= TASK STATEMENT =
Reproduce each line of the material that follows, word for word.

= TASK INPUT =
++++

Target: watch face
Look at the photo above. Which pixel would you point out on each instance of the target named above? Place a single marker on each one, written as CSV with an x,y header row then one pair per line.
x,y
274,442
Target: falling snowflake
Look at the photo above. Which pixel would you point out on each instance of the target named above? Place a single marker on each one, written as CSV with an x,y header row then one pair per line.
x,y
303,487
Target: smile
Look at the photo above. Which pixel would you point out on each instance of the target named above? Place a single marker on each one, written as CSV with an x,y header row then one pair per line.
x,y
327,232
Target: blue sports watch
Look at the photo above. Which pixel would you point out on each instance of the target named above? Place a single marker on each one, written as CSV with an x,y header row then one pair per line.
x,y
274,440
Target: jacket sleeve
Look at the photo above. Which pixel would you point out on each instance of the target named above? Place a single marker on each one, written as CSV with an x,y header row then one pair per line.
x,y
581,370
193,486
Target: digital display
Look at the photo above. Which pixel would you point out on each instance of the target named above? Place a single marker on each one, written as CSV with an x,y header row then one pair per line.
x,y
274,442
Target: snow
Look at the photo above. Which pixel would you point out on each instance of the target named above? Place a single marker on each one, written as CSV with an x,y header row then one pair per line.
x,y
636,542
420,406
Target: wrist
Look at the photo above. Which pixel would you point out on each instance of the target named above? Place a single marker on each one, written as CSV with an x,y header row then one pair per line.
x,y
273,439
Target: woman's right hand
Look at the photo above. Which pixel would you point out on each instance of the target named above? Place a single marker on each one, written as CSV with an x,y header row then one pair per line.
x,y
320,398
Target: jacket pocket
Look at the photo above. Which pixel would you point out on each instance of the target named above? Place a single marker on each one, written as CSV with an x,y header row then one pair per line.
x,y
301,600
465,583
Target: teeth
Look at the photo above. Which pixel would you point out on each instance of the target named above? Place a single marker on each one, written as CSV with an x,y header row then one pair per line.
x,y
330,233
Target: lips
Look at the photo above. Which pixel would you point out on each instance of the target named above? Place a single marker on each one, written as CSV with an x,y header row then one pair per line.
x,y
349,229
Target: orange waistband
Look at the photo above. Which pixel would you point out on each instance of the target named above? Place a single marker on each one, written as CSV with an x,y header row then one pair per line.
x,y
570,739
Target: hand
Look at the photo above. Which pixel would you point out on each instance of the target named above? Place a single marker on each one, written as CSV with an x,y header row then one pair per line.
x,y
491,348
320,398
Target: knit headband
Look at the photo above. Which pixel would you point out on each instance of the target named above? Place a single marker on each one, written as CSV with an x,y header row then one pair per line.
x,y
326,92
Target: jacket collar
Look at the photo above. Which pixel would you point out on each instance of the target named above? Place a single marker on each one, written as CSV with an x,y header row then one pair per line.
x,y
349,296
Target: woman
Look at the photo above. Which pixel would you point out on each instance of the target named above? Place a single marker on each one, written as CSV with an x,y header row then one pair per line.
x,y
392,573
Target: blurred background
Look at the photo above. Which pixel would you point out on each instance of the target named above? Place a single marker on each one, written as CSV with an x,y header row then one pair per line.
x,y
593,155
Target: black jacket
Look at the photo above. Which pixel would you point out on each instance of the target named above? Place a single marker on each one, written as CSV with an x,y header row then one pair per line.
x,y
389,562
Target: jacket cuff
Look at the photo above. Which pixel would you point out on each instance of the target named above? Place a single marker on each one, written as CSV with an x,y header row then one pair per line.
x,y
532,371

++++

= EXERCISE OUTPUT =
Target: watch face
Look at the photo above. Which pixel would you point out on each instance of the target named above? Place a single marker on each one, written as CSV with an x,y header row then one pair per line.
x,y
274,442
Target: falling snowflake
Look at the photo above. Which pixel would you point out on each instance of the target named above? Place a single marker on each one, written as CSV with an x,y header row then one pair per line.
x,y
303,487
Target: smile
Look at the photo above. Which pixel would you point out on each instance of the target named above? Place a single marker on each one, written as CSV with an x,y header row then one pair per line.
x,y
327,232
Target: blue sports watch
Look at the photo above. Which pixel would you point out on each instance of the target named above? Place a single marker on each one, written as CSV with an x,y header row then one pair per line.
x,y
274,440
Target: jacket sleeve
Look at the photo above. Which pixel would you point out on each instance of the target named above? Place a single marker on each one, written as CSV with an x,y header row then one pair per line.
x,y
581,370
193,486
Target: digital display
Look at the photo above. Which pixel would you point out on each instance of the target named above? Place a single marker on each one, written as CSV with an x,y header row then one pair per line.
x,y
274,442
Target: snow
Look at the photo above. Which pixel would you point out on each instance of the target named above? Place a single marker on each one, written as CSV with an x,y header row then one pair per line.
x,y
636,542
420,406
Target: wrist
Look at the photo above. Which pixel would you point out on each instance of the target named above? Place a single marker on each one, written as CSV with an x,y header row then one pair per line.
x,y
273,439
Target: woman's right hand
Look at the photo above. Which pixel would you point out on each instance of the target named above? Place a single marker on each one, written as CSV with an x,y header row then one pair per line.
x,y
320,398
Target: jacket pocket
Look at the photo above. Which pixel would you point out on each instance of the target named above? Place a single marker on each one, written as CSV with an x,y header row then one pair per line.
x,y
301,600
465,583
Target: teeth
Look at the photo above. Which pixel would you point out on each instance of the target named above? Place a single marker on each one, written as CSV with an x,y header row then one pair per line.
x,y
330,233
Target: lips
Look at the photo above. Which pixel would you point out on each instance of the target named above? Place a single marker on each one, written as CSV with an x,y header row then one pair per line.
x,y
349,229
Target: orange waistband
Look at the photo above. Which pixel would you point out on each instance of the target named above? Place a single marker on each one, written as CSV with an x,y header row then one pair per line.
x,y
570,739
Target: hand
Look at the photo above. Which pixel would you point out on each instance of the target named above? Place a single marker on each one, written as CSV with an x,y header row then one pair per line.
x,y
491,348
320,398
Target: knit headband
Look at the photo above. Which pixel would you point out on each instance of the target named above? Place a single marker on each one, written as CSV with an x,y header row then one pair per line.
x,y
326,92
Target: jacket collar
Look at the photo above. Which pixel would you point out on each instance of the target named above? Place a single marker on each one, written as CSV with an x,y header row then one pair per line.
x,y
349,296
Target: woman
Look at the photo above. Which pixel would you point out on each instance of the target named above? Place a single marker on each one, written as CSV with an x,y header row then one pair per line.
x,y
392,573
Target: blurred background
Look at the photo above. Which pixel would you point out on each instance of the target named above? Place a single marker on each one, written as CSV with an x,y header row then one pair per line.
x,y
593,155
Target: black jacket
Look at the photo above. Which pixel would you point out on each instance of the target named above? Place a single marker on each one, written as CSV with an x,y header row then one pair per line.
x,y
389,562
Target: jacket cuff
Look at the photo above. Which pixel would you point out on each instance of the target named above? Place a single marker on each one, written as CSV with an x,y header row then one pair per line.
x,y
532,371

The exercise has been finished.